Task directions
Please output the following records exactly. Leave every image out.

[Extracted records]
───

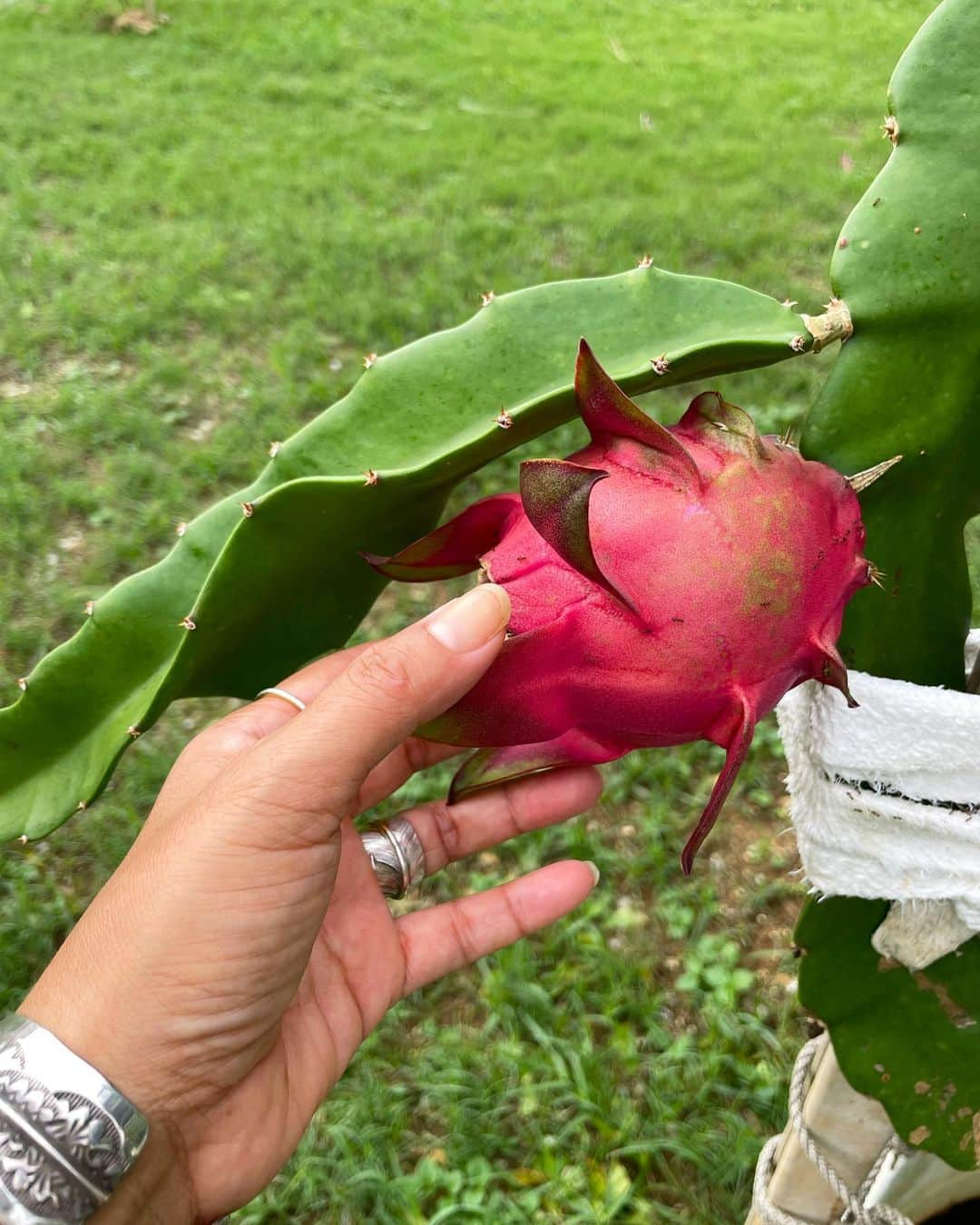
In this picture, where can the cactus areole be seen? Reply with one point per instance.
(667, 584)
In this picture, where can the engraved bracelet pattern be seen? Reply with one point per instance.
(66, 1136)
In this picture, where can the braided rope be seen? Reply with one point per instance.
(857, 1210)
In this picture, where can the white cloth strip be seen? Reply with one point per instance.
(886, 798)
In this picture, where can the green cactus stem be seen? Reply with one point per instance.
(271, 576)
(908, 384)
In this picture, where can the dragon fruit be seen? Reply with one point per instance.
(667, 584)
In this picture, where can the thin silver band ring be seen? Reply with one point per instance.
(284, 695)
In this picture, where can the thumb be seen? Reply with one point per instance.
(318, 761)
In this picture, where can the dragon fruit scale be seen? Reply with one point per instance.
(667, 584)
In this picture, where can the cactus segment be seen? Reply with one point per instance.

───

Completed task
In this picture, where can the cactus areole be seen? Reply with one point per instance.
(667, 584)
In this picture, where can the engraved bracelet pattern be seen? Reply with one point per instance.
(66, 1136)
In this picture, where can the braided rope be seen? Reply with one point per instance.
(857, 1210)
In this picture, where can the white cloth strip be seen? Reply with one point per instance.
(886, 798)
In this picture, where can the green cactus stem be seen? Reply with one point per instance.
(271, 576)
(908, 384)
In this picture, where can the dragon fruit be seen? Reply with one point per instance.
(667, 584)
In this picture, where can the thin silver band ring be seen? Reply with one point per instance.
(284, 695)
In this picture, where can the thumb be seen? Reply with one point per instance.
(318, 761)
In this picture, where can the dragon fruit scale be seen? Reply with one point per instance.
(667, 584)
In this picture, where can the cactus segment be seen? Reply with one point per instance.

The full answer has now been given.